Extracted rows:

-.-.-

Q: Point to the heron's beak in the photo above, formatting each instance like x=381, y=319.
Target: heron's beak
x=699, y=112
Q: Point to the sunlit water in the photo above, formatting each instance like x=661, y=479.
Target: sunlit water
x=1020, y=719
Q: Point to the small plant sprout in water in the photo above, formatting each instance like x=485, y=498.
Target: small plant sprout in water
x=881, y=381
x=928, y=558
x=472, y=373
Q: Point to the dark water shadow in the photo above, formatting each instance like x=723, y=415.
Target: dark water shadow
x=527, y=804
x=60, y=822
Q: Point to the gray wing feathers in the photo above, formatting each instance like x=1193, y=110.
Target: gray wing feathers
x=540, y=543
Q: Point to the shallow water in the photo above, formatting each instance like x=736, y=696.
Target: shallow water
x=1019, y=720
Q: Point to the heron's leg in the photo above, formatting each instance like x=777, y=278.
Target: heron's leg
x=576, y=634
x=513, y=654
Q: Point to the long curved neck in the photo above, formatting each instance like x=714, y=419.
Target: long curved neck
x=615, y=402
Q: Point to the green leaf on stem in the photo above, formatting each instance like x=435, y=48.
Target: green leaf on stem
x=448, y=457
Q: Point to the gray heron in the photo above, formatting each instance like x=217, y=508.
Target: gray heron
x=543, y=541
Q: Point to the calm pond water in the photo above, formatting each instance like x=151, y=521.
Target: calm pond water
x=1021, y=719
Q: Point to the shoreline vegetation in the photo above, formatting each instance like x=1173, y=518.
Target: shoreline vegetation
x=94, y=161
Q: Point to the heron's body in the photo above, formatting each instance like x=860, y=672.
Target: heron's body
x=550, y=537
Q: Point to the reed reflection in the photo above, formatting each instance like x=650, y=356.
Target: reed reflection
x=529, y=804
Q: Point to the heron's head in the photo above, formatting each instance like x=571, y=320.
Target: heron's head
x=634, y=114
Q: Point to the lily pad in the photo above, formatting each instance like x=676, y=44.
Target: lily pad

-.-.-

→ Exercise
Rewrite all of the rows above, swapping each "heron's" for "bird's" and leaving everything else the same.

→ Exercise output
Q: Point to the bird's beak in the photo above, formatting each instance like x=381, y=319.
Target: bird's beak
x=699, y=112
Q: Point to the sunlit water in the photo above, formatting each instance like x=661, y=479.
Target: sunlit water
x=1020, y=719
Q: Point to the small plant sprout in water in the photo above, formatting each instance like x=485, y=498.
Target: small plant sprout in water
x=881, y=381
x=928, y=558
x=472, y=373
Q: Point to the dark water shadow in the photo above, formatting each instance like x=723, y=415.
Target: dark water shadow
x=527, y=804
x=60, y=822
Q: Point to the gray wing feathers in the photo above, formatting each instance like x=1193, y=110.
Target: gray wing feathers
x=540, y=543
Q: Point to the shallow water in the photo above, formatting each instance like x=736, y=696.
Target: shallow water
x=1019, y=720
Q: Point to the bird's leg in the photo above, formatting each instance like x=777, y=278.
Target: bird's leg
x=576, y=634
x=513, y=654
Q: Point to the long curved neck in the photo above, formatting each instance like x=714, y=419.
Target: long curved neck
x=615, y=402
Q: Point to the green leaf on stem in the photo above, formatting each instance like x=435, y=48.
Target: green leaf on stem
x=448, y=457
Q: Point to the gray heron in the photo above, formatting each instance like x=217, y=508.
Target: gray heron
x=543, y=541
Q: Point to the calm pond water in the photo above, formatting each instance like x=151, y=521.
Target: calm pond water
x=1021, y=719
Q: Point to the shoreline vegetation in the photo above, formatting each instance like x=1173, y=518.
Target: shoreline vegetation
x=94, y=161
Q: Point to the bird's body in the photo above, formatting each instance like x=860, y=672.
Target: bird's body
x=550, y=537
Q: Point to the reed reflection in the photo above, formatting each instance like x=650, y=356.
Target: reed reflection
x=529, y=804
Q: Point to the bird's head in the photo above, formatting each instance like x=571, y=320.
Target: bird's head
x=634, y=114
Q: Point to the lily pad in the photo above, formatting each instance like x=676, y=44.
Target: lily pad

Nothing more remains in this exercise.